Climate change is a trauma that’s moving all of us physically and emotionally to places that make us feel unsafe. What happens when there’s nowhere else to go?

My overwhelming feelings of the past several months are shock, worry, sadness, desperation, and empathy. If you’re feeling this way too, it’s OK to call this trauma.

From California to Haiti to Afghanistan to New Orleans, from fires to flood to injustice to revolution, it’s all so much. And I’m just an observer — safe in my home with my kids and my garden and our pet hamster. Nothing makes sense.

This summer, I’m realizing that this is just how it is now. For the rest of my life. For the rest of my kids’ lives.

I don't know what else there is to say. My heart is breaking for people I've never met, for injustice and more layers of trauma we knew were coming.

This year, I’ve fizzled down to writing just one article a month or so. I just don’t know what to say anymore. I’m not the only climate reporter who has burned out — Emily Atkin wrote about her struggles a few months ago. In many ways, climate activists have it even worse. And the folks whose homes are being flooded are being driven further and further into injustice and exploitation. It’s tough to stay motivated when it feels like everything is moving in exactly the wrong direction.

We aren’t checking out because we don’t care. We’re checking out because it’s not possible for our bodies to physically care this much anymore.

A few weeks ago, I asked The Phoenix readers how you’re feeling right now. Dozens of you repeated different heartfelt and heartbreaking versions of the same thing: It’s all just so much.

It's not "just" Covid we're going through. This year CO2 levels reached a point unseen by any living creature on Earth in the past four million years. By any measure, every year of our kids’ entire lives will be wildly unusual. They’re measuring time in months, not years.

It didn’t have to be this way, but that doesn’t really matter anymore. It is how it is. And until we truly admit we need systemic change, see ourselves in that struggle, and mobilize against the people and organizations who brought us here, it’s going to keep getting worse.

Healing the trauma

Burnt out on writing, I didn’t know what else to do. So, I ordered some seeds for our garden. And I planted some metaphorical seeds.

For decades, media coverage of weather and climate disasters has been apocalyptic, extractive, and leaves readers feeling hopeless and with no vision of lasting change. That model is broken. This is also *exactly* why I’m building Currently, a weather service for the climate emergency.

+---+

REQUIRED ACTION A: Copy from the climate trauma essay the passage that begins with the words containing "My overwhelming feelings" and ends with "Nothing makes sense.".
REQUIRED ACTION B: Carry on the climate trauma essay from the point where it stops.

EXTRACTED INFORMATION:

+---+

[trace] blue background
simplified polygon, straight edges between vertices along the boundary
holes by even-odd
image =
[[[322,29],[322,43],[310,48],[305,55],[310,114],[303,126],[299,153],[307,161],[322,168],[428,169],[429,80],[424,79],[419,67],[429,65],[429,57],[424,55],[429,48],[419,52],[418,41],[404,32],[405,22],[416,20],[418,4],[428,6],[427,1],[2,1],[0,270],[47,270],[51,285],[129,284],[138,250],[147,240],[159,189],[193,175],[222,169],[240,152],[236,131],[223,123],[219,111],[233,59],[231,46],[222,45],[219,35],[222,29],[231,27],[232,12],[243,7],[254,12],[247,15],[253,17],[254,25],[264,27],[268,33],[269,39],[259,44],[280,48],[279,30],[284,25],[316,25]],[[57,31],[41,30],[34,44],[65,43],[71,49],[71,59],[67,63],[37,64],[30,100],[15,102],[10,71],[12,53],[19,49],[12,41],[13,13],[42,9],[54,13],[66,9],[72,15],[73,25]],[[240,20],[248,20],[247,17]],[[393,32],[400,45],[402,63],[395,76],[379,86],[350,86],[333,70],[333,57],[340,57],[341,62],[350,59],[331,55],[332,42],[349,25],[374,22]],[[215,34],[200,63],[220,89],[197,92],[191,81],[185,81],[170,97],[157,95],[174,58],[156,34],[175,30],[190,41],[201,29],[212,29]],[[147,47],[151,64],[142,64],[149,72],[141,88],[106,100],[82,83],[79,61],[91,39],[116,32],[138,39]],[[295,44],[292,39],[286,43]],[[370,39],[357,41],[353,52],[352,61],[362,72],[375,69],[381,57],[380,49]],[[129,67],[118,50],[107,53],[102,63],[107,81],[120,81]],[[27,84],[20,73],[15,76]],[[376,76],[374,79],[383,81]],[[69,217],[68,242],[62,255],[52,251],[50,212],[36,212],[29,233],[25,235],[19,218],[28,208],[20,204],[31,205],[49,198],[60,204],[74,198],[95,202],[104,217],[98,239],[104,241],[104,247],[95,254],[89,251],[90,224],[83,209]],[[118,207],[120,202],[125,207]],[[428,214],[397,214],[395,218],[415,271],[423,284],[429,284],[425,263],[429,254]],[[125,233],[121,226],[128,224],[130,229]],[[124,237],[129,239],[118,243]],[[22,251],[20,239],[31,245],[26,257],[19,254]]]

+---+

TASK ANSWER A:
My overwhelming feelings of the past several months are shock, worry, sadness, desperation, and empathy. If you’re feeling this way too, it’s OK to call this trauma.

From California to Haiti to Afghanistan to New Orleans, from fires to flood to injustice to revolution, it’s all so much. And I’m just an observer — safe in my home with my kids and my garden and our pet hamster. Nothing makes sense.

TASK ANSWER B:
We’re building Currently not as a “cure” for eco-anxiety and eco-grief.  It’s the opposite: truly processing those feelings creates room for transformative, sustainable action. Because we’re not just “saving the planet”, we’re also saving each other.

Last year, the Center for Public Integrity spoke to more than 200 disaster survivors and asked them for advice on how to help others heal from emotional trauma. Five major themes emerged: 1) Be aware, 2) Seek support, 3) Offer help, 4) Take action, and 5) Prepare for next time.

Currently helps people do all five of these, in community with each other. It’s what I think needs to exist for us to help us get through this phase of the climate emergency.

Since we began working on Currently, I’ve felt my energy return. It’s a way for me to engage in the climate emergency, be of service, and process the trauma of this moment. It has reminded me that there’s a place for me, even when I feel like everything’s too much.

It’s my hope that each of you can find your place, too. It’s OK to hurt, but it’s also OK to find your place of joy.

Don’t be silent. Don’t wait for a better moment. This is the best moment you’re going to get. This is the moment you’ve been waiting for.

It’s OK to be nervous, even scared. I am, every day. But there are billions of people on your side, and they’re depending on your courage and your moral clarity to utterly transform your tiny corner of this big broken system we’re all a part of.

This is the work you were meant to do. You are perfectly qualified for it. In fact, we can’t do it without you.

The bottom line is: We can't do this without each other. We are in a climate emergency. And we were born at exactly the right time to change everything.